▶ **Prompt**: Format the lines below as a JSON list of strings, one string per line and no blank lines. Begin at the line that has "of the silver" and stop after the last line of the rows.
◆ ◆ ◆ ◆ ◆ ◆ ◆
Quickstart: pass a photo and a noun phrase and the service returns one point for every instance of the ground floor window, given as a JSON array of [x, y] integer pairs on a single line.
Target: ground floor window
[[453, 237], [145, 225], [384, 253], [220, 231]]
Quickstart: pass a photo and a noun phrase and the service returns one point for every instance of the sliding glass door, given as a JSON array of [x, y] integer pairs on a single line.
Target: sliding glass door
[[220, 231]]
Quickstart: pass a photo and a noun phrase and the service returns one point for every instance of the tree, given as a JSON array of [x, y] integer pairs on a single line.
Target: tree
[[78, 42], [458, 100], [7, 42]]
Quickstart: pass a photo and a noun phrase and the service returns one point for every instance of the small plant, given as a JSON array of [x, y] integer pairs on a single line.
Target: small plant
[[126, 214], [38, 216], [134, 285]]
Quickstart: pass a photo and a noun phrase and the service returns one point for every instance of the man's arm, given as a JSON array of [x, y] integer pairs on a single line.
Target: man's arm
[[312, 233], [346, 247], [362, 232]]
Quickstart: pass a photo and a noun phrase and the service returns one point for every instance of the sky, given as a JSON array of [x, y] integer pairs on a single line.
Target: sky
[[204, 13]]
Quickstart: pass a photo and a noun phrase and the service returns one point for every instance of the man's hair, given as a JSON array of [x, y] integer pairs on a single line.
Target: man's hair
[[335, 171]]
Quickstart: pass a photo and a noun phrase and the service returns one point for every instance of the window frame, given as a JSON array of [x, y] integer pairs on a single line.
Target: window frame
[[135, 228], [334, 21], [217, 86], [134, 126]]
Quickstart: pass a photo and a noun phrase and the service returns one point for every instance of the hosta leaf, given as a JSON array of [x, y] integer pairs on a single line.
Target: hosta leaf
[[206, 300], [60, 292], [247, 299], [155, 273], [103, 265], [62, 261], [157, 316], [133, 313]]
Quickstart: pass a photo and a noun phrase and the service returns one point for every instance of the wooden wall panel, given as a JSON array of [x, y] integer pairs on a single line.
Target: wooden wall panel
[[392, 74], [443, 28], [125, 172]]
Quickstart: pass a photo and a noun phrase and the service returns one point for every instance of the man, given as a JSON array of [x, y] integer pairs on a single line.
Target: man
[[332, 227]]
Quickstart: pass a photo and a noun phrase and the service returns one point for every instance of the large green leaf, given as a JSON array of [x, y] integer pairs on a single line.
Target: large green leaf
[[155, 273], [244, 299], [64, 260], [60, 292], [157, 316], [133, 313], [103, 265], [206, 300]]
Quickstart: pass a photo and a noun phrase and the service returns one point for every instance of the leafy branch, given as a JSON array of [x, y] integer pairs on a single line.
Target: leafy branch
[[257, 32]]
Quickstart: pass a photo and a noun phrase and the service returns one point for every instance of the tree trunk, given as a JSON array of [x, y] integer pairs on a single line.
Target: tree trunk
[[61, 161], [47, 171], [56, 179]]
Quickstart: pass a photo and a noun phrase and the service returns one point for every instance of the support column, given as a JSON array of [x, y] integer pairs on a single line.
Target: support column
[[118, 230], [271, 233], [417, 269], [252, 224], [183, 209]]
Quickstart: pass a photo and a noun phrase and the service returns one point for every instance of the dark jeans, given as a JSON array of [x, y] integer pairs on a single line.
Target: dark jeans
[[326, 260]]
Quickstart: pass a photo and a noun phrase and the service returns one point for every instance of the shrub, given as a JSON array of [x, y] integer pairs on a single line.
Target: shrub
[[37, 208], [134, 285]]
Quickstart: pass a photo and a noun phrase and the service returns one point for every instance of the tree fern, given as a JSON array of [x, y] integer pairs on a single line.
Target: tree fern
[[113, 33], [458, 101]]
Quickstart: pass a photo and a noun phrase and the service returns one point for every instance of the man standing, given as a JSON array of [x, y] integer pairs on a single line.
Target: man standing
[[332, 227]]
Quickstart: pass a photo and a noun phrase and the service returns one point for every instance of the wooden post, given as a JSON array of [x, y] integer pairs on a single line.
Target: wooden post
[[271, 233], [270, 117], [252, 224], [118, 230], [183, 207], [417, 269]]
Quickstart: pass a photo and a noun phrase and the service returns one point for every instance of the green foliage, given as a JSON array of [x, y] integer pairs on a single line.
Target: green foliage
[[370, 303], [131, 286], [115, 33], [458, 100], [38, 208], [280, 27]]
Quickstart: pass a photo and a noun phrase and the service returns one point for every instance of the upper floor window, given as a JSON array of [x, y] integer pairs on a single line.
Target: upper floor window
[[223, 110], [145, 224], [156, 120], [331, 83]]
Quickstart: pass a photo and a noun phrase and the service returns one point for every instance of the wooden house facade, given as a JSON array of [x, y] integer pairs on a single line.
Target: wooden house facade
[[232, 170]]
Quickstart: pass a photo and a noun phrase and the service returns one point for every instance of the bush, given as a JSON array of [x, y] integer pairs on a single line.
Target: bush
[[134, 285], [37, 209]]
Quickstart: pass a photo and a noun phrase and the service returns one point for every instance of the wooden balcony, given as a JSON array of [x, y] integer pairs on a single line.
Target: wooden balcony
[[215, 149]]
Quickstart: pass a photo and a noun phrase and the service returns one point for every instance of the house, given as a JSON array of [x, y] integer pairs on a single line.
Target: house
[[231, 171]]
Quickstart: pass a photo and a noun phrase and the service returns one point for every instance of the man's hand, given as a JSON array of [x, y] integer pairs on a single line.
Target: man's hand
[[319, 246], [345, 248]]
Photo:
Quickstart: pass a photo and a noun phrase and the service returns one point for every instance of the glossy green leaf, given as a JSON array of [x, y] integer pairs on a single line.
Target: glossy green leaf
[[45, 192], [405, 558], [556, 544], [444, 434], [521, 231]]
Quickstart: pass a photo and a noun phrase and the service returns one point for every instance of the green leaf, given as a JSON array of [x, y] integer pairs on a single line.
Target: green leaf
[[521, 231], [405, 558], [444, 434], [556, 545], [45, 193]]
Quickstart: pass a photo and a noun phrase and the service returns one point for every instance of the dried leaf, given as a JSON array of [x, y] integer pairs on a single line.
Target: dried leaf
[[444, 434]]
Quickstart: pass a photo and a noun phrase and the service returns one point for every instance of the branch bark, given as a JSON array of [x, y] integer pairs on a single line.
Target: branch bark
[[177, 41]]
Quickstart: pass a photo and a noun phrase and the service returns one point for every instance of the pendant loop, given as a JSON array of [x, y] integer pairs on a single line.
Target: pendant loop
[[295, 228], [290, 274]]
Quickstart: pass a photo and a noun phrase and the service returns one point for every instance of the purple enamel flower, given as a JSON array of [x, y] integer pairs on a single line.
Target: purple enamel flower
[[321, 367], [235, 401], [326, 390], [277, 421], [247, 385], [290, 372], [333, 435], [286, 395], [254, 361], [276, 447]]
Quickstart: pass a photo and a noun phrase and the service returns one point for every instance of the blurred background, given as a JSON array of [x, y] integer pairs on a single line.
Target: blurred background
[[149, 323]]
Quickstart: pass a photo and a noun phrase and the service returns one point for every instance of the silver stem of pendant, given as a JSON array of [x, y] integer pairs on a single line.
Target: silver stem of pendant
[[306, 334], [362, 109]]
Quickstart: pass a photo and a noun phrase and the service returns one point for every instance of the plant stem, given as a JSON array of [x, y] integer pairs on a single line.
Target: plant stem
◆ ◆ ◆ ◆ ◆ ◆ ◆
▶ **Written solution**:
[
  "Quickstart: pass a photo and a noun phrase and the service returns one point for every instance of the silver stem of pendant, given as a JSON array of [x, y] integer pairs on a single line.",
  "Target: silver stem of pendant",
  "[[306, 334], [362, 109]]",
  "Quickstart: pass a photo and a noun phrase and the service returns one point for every instance of the plant stem, given as a JSON array of [x, y] integer pairs on a single line.",
  "Target: plant stem"
]